- _Given task 1_:
In the Mac Liag passage, which king did he serve as chief poet and secretary?

- _Given passage_:
══════════════════════════════
= Muircheartach mac Con Ceartaich Mac Liag =

Irish poet

Muircheartach mac Con Ceartaich Mac Liag, Muircheartach Beag, Irish poet, died 1015.

MacLiag was Chief Ollam of Ireland. He was a native of South Connacht and died in 1015. He was the chief poet and secretary of King Brian Boru. He is supposedly the source of the history of Brian Boru called Cogad Gáedel re Gallaib (English: The War of the Irish with the Foreigners).

His obit is given in the Annals of the Four Masters as follows- "M1015.7 Macliag, i.e. Muircheartach, son of Cuceartach, chief poet of Ireland at that time, died. The following was Macliag's first quatrain:
1.	Muircheartach Beag, son of Maelcertach, who has been herding the cows,
It is more worthy that he retaliates not,—give him a handful of findraip (corn).
His last quatrain was this:
1.	O Bell, which art at the head of my pillow, to visit thee no friends come;
Though thou makest thy ‘ding dang,’ it is by thee the salt is measured.". (This is a very early example of the phrase "ding dong" to describe the sound a bell makes. The Oxford English Dictionary only manages to trace the phrase back to the 15th century. They are currently investigating this quote from the annals with a view to amending their entry)
══════════════════════════════
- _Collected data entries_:

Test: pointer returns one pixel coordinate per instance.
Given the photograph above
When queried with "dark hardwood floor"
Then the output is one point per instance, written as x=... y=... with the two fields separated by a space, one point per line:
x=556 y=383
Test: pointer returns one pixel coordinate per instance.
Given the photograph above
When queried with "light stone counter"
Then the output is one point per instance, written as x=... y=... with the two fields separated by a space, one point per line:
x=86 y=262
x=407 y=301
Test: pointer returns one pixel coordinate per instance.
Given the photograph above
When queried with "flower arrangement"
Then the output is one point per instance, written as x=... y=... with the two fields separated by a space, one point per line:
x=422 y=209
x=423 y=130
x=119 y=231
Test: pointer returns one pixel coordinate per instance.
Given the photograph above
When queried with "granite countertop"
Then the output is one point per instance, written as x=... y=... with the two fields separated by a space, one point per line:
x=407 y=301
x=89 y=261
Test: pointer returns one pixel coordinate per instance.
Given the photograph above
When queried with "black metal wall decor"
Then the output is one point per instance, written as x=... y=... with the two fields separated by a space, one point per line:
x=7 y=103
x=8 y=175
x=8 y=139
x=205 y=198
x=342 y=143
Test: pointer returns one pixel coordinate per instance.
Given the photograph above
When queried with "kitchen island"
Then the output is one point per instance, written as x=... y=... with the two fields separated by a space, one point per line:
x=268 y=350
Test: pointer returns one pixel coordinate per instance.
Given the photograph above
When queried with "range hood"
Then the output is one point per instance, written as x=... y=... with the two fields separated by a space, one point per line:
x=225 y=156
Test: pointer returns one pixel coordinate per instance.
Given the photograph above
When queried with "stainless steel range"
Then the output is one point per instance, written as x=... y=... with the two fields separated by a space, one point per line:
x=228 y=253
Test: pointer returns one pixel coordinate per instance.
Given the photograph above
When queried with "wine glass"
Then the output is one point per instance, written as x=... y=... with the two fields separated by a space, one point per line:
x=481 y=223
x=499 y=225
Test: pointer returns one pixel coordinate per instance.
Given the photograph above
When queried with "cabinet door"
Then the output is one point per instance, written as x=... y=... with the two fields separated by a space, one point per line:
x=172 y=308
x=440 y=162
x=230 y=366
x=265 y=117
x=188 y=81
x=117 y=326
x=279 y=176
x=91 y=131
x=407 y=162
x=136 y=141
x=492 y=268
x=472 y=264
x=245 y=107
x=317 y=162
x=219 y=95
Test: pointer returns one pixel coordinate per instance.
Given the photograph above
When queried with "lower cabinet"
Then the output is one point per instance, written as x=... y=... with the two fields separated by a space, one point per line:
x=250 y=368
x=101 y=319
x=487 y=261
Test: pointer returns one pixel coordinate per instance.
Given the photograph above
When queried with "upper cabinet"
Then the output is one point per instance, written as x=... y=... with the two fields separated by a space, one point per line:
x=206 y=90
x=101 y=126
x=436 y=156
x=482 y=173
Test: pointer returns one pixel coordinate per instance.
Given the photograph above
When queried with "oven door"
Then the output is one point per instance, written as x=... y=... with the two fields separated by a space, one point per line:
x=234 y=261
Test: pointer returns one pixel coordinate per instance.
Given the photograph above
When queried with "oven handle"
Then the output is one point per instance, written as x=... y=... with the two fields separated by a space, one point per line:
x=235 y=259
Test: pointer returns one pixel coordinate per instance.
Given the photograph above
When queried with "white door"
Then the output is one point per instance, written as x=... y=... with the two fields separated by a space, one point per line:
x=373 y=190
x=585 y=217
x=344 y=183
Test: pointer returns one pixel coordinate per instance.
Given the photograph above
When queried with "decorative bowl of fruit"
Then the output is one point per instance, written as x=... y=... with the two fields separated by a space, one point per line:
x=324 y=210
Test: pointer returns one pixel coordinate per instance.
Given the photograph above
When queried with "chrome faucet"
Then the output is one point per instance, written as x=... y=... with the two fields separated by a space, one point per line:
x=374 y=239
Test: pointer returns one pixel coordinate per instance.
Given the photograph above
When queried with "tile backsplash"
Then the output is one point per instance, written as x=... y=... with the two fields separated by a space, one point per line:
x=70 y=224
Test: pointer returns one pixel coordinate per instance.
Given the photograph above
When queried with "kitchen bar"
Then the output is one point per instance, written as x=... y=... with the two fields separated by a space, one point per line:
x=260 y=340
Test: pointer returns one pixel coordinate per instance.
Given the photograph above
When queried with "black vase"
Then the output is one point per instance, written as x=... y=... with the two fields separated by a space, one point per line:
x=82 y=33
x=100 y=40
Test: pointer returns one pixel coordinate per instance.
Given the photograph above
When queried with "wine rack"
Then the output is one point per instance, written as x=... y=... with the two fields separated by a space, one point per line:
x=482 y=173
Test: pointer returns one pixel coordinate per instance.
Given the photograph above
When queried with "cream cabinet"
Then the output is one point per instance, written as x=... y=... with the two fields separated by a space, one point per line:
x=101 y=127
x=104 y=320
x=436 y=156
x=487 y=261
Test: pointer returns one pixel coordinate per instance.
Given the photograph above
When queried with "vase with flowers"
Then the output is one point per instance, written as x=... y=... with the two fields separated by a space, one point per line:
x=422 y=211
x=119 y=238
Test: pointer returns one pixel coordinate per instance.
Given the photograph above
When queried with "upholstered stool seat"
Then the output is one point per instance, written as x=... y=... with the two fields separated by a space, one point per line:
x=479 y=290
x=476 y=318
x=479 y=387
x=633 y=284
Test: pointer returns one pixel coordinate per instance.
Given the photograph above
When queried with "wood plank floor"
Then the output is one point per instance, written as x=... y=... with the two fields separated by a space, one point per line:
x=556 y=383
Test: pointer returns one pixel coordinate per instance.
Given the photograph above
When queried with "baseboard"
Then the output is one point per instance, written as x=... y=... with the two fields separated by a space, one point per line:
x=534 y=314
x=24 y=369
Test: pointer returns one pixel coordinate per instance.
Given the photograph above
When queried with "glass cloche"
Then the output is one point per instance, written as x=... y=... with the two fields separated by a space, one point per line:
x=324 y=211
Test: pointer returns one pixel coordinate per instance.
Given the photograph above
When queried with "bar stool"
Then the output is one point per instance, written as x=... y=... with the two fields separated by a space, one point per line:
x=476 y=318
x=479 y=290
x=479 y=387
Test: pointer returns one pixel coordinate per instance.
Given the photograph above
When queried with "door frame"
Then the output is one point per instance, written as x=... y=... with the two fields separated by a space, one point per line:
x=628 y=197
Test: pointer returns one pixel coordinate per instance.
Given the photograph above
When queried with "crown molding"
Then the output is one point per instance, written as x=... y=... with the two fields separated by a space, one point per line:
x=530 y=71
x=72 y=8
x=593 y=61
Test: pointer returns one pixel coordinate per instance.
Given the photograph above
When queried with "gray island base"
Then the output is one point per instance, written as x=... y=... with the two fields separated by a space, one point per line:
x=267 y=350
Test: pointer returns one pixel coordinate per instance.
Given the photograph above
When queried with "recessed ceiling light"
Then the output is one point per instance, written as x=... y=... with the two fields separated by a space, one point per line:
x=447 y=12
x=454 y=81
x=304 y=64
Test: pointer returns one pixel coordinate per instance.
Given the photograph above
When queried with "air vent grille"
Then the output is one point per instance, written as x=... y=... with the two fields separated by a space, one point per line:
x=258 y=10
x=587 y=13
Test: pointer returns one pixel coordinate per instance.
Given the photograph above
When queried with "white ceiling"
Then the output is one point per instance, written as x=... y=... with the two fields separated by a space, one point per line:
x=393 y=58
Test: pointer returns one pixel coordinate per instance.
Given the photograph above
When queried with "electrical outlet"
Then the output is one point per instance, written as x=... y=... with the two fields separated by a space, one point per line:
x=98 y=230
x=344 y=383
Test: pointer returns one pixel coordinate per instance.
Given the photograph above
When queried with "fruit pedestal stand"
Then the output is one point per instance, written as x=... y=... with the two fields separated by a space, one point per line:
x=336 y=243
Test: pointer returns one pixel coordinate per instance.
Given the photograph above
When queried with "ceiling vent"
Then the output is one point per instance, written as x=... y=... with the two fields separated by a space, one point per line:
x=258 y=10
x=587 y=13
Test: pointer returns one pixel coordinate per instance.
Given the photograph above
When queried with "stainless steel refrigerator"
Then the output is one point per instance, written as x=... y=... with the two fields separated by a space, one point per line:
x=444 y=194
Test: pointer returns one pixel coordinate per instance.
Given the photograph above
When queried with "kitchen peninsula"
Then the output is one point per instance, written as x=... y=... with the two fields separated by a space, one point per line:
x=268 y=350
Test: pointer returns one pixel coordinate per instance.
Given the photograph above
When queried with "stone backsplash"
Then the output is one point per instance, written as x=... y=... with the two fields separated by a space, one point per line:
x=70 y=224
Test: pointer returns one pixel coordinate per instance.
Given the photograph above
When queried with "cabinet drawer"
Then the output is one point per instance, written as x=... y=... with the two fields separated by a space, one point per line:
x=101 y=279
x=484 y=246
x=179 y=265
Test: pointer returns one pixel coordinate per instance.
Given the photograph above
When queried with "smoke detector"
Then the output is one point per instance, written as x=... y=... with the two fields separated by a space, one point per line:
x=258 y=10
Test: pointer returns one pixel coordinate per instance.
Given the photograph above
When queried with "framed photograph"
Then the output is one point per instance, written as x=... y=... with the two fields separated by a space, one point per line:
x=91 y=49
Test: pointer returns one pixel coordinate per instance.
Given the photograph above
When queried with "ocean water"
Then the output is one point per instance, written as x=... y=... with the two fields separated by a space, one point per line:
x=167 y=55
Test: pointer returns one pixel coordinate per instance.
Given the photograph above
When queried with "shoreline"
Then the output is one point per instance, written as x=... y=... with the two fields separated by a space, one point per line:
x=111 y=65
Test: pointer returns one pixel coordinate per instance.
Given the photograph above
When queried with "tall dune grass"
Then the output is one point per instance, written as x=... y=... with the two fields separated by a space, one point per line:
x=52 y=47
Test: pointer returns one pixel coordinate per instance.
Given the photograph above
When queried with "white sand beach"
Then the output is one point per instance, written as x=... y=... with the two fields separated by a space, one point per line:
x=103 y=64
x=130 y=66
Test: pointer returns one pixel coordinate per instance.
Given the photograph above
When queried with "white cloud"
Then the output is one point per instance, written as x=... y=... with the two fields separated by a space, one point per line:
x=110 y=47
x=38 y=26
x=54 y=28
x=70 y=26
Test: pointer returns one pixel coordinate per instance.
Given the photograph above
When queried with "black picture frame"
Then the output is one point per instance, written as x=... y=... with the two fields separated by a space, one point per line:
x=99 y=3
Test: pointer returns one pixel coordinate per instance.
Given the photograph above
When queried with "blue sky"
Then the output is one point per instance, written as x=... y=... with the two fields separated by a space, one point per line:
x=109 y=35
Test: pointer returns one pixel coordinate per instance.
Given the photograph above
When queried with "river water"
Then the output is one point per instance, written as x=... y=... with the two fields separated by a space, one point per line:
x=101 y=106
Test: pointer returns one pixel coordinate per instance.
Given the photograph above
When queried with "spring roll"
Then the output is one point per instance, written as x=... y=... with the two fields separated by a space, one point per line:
══════════════════════════════
- _Given task 2_:
Please copy the listing word for word, from its first line through the line containing "x=119 y=231", including that line.

- _Reply 1_:
King Brian Boru.

- _Reply 2_:
Test: pointer returns one pixel coordinate per instance.
Given the photograph above
When queried with "dark hardwood floor"
Then the output is one point per instance, written as x=... y=... with the two fields separated by a space, one point per line:
x=556 y=383
Test: pointer returns one pixel coordinate per instance.
Given the photograph above
When queried with "light stone counter"
Then the output is one point per instance, written as x=... y=... with the two fields separated by a space, one point per line:
x=86 y=262
x=407 y=301
Test: pointer returns one pixel coordinate per instance.
Given the photograph above
When queried with "flower arrangement"
Then the output is one point per instance, written as x=... y=... with the two fields separated by a space, one point per line:
x=422 y=209
x=423 y=130
x=119 y=231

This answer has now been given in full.